_Tasks to perform_
[a] Answer these questions using the essay on arts education and trauma below.
(i) How many students does it say were shot to death in Texas in May?
(ii) What theme was the middle-school drama therapy group exploring?
(iii) Which three groups does it call front line workers?
[b] Copy word for word the part of the essay on arts education and trauma below that runs between "In May, 19 students" and "young, developing brains.", inclusive.
[Text shown — start]
“The arts are a form of embodied play that surpasses verbal processing and allows us to explore, connect with ourselves and others, and ultimately build or rebuild the muscles of imagination when life circumstances or the experience of trauma has taken them away.”

Adi Talwar

A student-created work at Bronx Community Charter School.

In May, 19 students were shot to death in Texas in their own classroom and an 11-year-old was killed by a stray bullet in The Bronx. Gun violence is plaguing our city—and our nation—while our students suffer through the impact that trauma can inflict on their young, developing brains.

Fortunately, we have a powerful and underutilized tool right at our fingertips to help our students heal and process the world around them: arts education. That’s why I—a licensed Creative Arts and Registered Drama Therapist—am part of the movement to push New York City to guarantee arts funding student in the city’s budget.

Here’s why: for some students who are prone to mental health challenges or violence due to past life experiences, access to mental health support like arts therapy is a literal matter of life or death. Children who are exposed to traumatic events also often experience an array of after effects that can include emotional distress, difficulty with behavioral and affect regulation, trouble with building and struggles in school and illness. Traumatic stress can impair the development of the brain and nervous system. But students who partake in creative arts—like dancing, drama, creative writing, and painting—are able to rebuild neural pathways that might have been stunned from past trauma.

The arts work by integrating both sides of the brain. When we balance verbal and nonverbal processes we can then support neural integration and reduce stress. This is how the creative arts literally changes the make-up of the brain. The arts are a form of embodied play that surpasses verbal processing and allows us to explore, connect with ourselves and others, and ultimately build or rebuild the muscles of imagination when life circumstances or the experience of trauma has taken them away.

In my work, I know that drama therapy offers an innovative way for people to access and work through their trauma. Besides allowing our imagination muscles to form, we are giving space for people to connect with their own sense of play and spontaneity, loosening the ties of anxiety and creating space for emotional well-being. Just recently, in my drama therapy group with middle schoolers, we were exploring the theme of building community after being online for almost a year and a half. The students were asked to come up with a list of places where people might gather and then to choose one where we would create our scene. Through this play, students explored themes of existence, loneliness, and truth. As the scene ended, students spoke about their own personal fears and truths and reflected on the process of coming together to create the scene. The metaphor and the act of playing helped the students find another way in to explore and shift the stuckness they were feeling in their real life.

Teaching artists, teachers and creative arts therapists are front line workers. If the city can arm them with arts, perhaps they have a fighting chance to help the kids who are struggling in front of them. Trauma-aware arts practices help children connect their minds and bodies and integrate their lived experiences from a safe distance, using the metaphor that the art provides.

I hope the City Council and Adams Administration prioritize students and their mental health by guaranteeing adequate funding per student for arts. When children are given the opportunity to process through the arts they are better able to regulate their emotions and ultimately their behaviors, and are more likely to be able to take in lessons in the classroom. And while there is much quantitative data on how the arts support students, learning the qualitative data is just as important.

In my classes, the moment of eye contact, the shift in body language and the smiling eyes—even behind a mask—show just how much better mental health can start with the arts.

Heidi Landis is a licensed Creative Arts Therapist and Registered Drama Therapist in New York City.
[Text shown — finish]
[Dataset excerpts — start]
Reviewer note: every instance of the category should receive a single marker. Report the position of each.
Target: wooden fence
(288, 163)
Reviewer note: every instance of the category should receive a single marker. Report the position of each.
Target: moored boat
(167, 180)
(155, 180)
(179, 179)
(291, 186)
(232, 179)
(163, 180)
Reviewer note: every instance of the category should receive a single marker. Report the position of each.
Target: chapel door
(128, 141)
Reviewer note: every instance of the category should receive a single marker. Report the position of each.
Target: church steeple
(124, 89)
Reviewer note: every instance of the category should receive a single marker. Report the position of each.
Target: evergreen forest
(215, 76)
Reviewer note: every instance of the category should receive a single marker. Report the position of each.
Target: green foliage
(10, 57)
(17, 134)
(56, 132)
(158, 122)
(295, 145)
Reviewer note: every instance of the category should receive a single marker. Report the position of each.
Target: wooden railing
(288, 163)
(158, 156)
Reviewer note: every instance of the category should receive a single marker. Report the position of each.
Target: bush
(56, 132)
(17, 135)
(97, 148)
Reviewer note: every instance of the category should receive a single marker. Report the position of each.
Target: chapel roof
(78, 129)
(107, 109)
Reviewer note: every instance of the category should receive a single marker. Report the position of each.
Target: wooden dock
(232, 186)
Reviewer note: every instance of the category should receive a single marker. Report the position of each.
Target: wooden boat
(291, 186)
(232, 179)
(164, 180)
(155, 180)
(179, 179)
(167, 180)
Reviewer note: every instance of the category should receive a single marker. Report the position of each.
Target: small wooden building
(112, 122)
[Dataset excerpts — finish]
_Answer section_
[a]
(i) 19 students.
(ii) Building community after being online for almost a year and a half.
(iii) Teaching artists, teachers and creative arts therapists.

[b]
In May, 19 students were shot to death in Texas in their own classroom and an 11-year-old was killed by a stray bullet in The Bronx. Gun violence is plaguing our city—and our nation—while our students suffer through the impact that trauma can inflict on their young, developing brains.